## DATA EXCERPTS
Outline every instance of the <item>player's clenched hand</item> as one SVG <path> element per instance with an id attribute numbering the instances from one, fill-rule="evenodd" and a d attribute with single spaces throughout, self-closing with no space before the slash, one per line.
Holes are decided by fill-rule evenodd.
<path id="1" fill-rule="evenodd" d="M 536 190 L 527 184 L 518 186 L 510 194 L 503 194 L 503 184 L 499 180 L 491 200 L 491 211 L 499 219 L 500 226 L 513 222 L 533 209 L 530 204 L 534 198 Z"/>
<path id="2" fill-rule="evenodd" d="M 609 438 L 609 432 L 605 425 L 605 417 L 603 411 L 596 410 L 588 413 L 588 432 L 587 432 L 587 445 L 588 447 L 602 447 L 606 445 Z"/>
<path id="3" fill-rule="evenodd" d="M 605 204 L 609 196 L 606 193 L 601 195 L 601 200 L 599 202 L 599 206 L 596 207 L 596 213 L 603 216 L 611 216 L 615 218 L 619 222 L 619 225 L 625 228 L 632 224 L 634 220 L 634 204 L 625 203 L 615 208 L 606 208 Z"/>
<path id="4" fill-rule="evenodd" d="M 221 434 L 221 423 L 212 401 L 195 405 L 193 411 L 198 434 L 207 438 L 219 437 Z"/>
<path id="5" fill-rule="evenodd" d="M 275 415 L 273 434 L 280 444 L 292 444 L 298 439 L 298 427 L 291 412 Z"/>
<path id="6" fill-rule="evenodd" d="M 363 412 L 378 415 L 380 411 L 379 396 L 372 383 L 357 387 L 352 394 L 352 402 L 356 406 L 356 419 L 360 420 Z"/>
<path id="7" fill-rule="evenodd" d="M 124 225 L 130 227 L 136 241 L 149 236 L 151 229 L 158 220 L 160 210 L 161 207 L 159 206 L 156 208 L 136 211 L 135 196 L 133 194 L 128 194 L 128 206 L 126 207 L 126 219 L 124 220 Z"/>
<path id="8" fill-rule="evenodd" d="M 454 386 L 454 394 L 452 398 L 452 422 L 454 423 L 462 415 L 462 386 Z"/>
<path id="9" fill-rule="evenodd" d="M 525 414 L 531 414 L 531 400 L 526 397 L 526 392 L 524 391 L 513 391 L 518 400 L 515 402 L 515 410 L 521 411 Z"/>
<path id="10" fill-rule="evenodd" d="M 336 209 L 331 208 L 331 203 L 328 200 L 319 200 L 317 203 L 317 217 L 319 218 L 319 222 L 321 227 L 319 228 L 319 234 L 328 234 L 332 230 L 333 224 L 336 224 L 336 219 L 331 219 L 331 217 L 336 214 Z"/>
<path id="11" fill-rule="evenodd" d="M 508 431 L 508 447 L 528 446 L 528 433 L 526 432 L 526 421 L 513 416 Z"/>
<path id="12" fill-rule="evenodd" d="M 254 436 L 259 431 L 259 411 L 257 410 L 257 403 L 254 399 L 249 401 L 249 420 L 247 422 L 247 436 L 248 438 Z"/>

## TASK INSTRUCTIONS
Please reproduce all of the material above line for line, leaving every character unchanged.

## WRITTEN ANSWER
Outline every instance of the <item>player's clenched hand</item> as one SVG <path> element per instance with an id attribute numbering the instances from one, fill-rule="evenodd" and a d attribute with single spaces throughout, self-closing with no space before the slash, one per line.
Holes are decided by fill-rule evenodd.
<path id="1" fill-rule="evenodd" d="M 536 190 L 527 184 L 518 186 L 510 194 L 503 194 L 503 184 L 499 180 L 491 200 L 491 211 L 499 219 L 500 226 L 513 222 L 533 209 L 530 204 L 534 198 Z"/>
<path id="2" fill-rule="evenodd" d="M 609 438 L 609 432 L 605 425 L 605 417 L 603 411 L 596 410 L 588 413 L 588 432 L 587 432 L 587 445 L 588 447 L 602 447 L 606 445 Z"/>
<path id="3" fill-rule="evenodd" d="M 605 204 L 609 196 L 606 193 L 601 195 L 601 200 L 599 202 L 599 206 L 596 207 L 596 213 L 603 216 L 611 216 L 615 218 L 619 222 L 619 225 L 625 228 L 632 224 L 634 220 L 634 204 L 625 203 L 615 208 L 606 208 Z"/>
<path id="4" fill-rule="evenodd" d="M 221 434 L 221 423 L 212 401 L 195 405 L 193 411 L 198 434 L 207 438 L 219 437 Z"/>
<path id="5" fill-rule="evenodd" d="M 275 415 L 273 434 L 280 444 L 292 444 L 298 439 L 298 427 L 291 412 Z"/>
<path id="6" fill-rule="evenodd" d="M 363 412 L 378 415 L 380 411 L 379 396 L 372 383 L 357 387 L 352 394 L 352 402 L 356 406 L 356 419 L 360 420 Z"/>
<path id="7" fill-rule="evenodd" d="M 124 225 L 130 227 L 136 241 L 149 236 L 151 229 L 158 220 L 160 210 L 161 207 L 159 206 L 156 208 L 136 211 L 135 196 L 133 194 L 128 194 L 128 206 L 126 207 L 126 219 L 124 220 Z"/>
<path id="8" fill-rule="evenodd" d="M 454 386 L 454 394 L 452 398 L 452 422 L 454 423 L 462 415 L 462 386 Z"/>
<path id="9" fill-rule="evenodd" d="M 525 414 L 531 414 L 531 400 L 526 397 L 526 392 L 524 391 L 513 391 L 518 400 L 515 402 L 515 410 L 521 411 Z"/>
<path id="10" fill-rule="evenodd" d="M 336 209 L 331 208 L 331 203 L 328 200 L 319 200 L 317 203 L 317 217 L 319 218 L 319 222 L 321 227 L 319 228 L 319 234 L 328 234 L 332 230 L 333 224 L 336 224 L 336 219 L 331 219 L 331 217 L 336 214 Z"/>
<path id="11" fill-rule="evenodd" d="M 508 431 L 508 447 L 528 446 L 528 433 L 526 432 L 526 421 L 513 416 Z"/>
<path id="12" fill-rule="evenodd" d="M 254 436 L 259 431 L 259 411 L 257 410 L 257 403 L 254 399 L 249 401 L 249 420 L 247 422 L 247 436 L 248 438 Z"/>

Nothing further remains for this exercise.